■ Passage to read

::::::::

The Committee may not modify or amend any outstanding Option or Stock Appreciation Right to reduce the exercise price of such Option or Stock Appreciation Right, as applicable, below the exercise price as of the date of grant of such Option or Stock Appreciation Right. In addition, no payment of cash or other property having a value greater than the Repurchase Value may be made, and no Option or Stock Appreciation Right with a lower exercise price may be granted, in exchange for, or in connection with, the cancellation or surrender of an Option or Stock Appreciation Right.
Notwithstanding anything to the contrary, the Committee shall not grant to any one Holder in any one calendar year awards for more than 1,500,000 shares in the aggregate.
2.3. Interpretation of Plan.
(a) Committee Authority. Subject to Section 10, the Committee shall have the authority to adopt, alter and repeal such administrative rules, guidelines and practices governing the Plan as it shall from time to time deem advisable to interpret the terms and provisions of the Plan and any award issued under the Plan (and to determine the form and substance of all agreements relating thereto), and to otherwise supervise the administration of the Plan. Subject to Section 10, all decisions made by the Committee pursuant to the provisions of the Plan shall be made in the Committee’s sole discretion and shall be final and binding upon all persons, including the Company, its Subsidiaries and Holders.
(b) Incentive Stock Options. Anything in the Plan to the contrary notwithstanding, no term or provision of the Plan relating to Incentive Stock Options (including but not limited to Stock Appreciation rights granted in conjunction with an Incentive Stock Option) or any Agreement providing for Incentive Stock Options shall be interpreted, amended or altered, nor shall any discretion or authority granted under the Plan be so exercised, so as to disqualify the Plan under Section 422 of the Code or, without the consent of the Holder(s) affected, to disqualify any Incentive Stock Option under such Section 422.
Section 3. Stock Subject to Plan.
3.1. Number of Shares. Subject to Section 7.1(d), the total number of shares of Common Stock reserved and available for issuance under the Plan shall be 12,000,000 shares. Shares of Common Stock under the Plan (“Shares”) may consist, in whole or in part, of authorized and unissued shares or treasury shares. If any shares of Common Stock that have been granted pursuant to a Stock Option cease to be subject to a Stock Option, or if any shares of Common Stock that are subject to any Stock Appreciation Right, Restricted Stock award or Other Stock-Based Award granted hereunder are forfeited, or any such award otherwise terminates without a payment being made to the Holder in the form of Common Stock, such shares shall again be available for distribution in connection with future grants and awards under the Plan. Shares of Common Stock that are surrendered by a Holder or withheld by the Company as full or partial payment in connection with any award under the Plan, as well as any shares of Common Stock surrendered by a Holder or withheld by the Company or one of its Subsidiaries to satisfy the tax withholding obligations related to any award under the Plan, shall not be available for subsequent awards under the Plan.
3.2. Adjustment Upon Changes in Capitalization, Etc. In the event of any common stock dividend payable on shares of Common Stock, Common Stock split or reverse split, combination or exchange of shares of Common Stock, or other extraordinary or unusual event which results in a change in the shares of Common Stock of the Company as a whole, the Committee shall determine, in its sole discretion, whether such change equitably requires an adjustment in the terms of any award in order to prevent dilution or enlargement of the benefits available under the Plan (including number of shares subject to the award and the exercise price) or the aggregate number of shares reserved for issuance under the Plan. Any such adjustments will be made by the Committee, whose determination will be final, binding and conclusive.

::::::::

■ Goals
a) In the stock plan excerpt, how many shares of Common Stock are reserved and available for issuance under the Plan?
b) Copy the part of the stock plan excerpt starting with "3.2. Adjustment Upon" and going on through "binding and conclusive.".
The listing that follows the stock plan excerpt comes from a different source.

■ Recorded data
::::::::

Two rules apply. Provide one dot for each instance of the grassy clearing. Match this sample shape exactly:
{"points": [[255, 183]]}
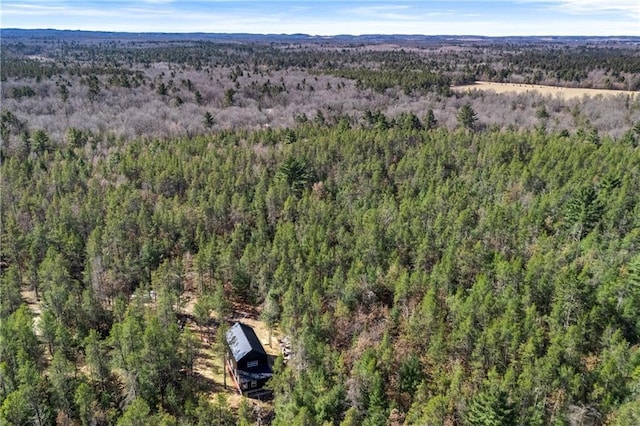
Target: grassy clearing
{"points": [[560, 92]]}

::::::::

■ Solved problems
a) 12,000,000 shares

b)
3.2. Adjustment Upon Changes in Capitalization, Etc. In the event of any common stock dividend payable on shares of Common Stock, Common Stock split or reverse split, combination or exchange of shares of Common Stock, or other extraordinary or unusual event which results in a change in the shares of Common Stock of the Company as a whole, the Committee shall determine, in its sole discretion, whether such change equitably requires an adjustment in the terms of any award in order to prevent dilution or enlargement of the benefits available under the Plan (including number of shares subject to the award and the exercise price) or the aggregate number of shares reserved for issuance under the Plan. Any such adjustments will be made by the Committee, whose determination will be final, binding and conclusive.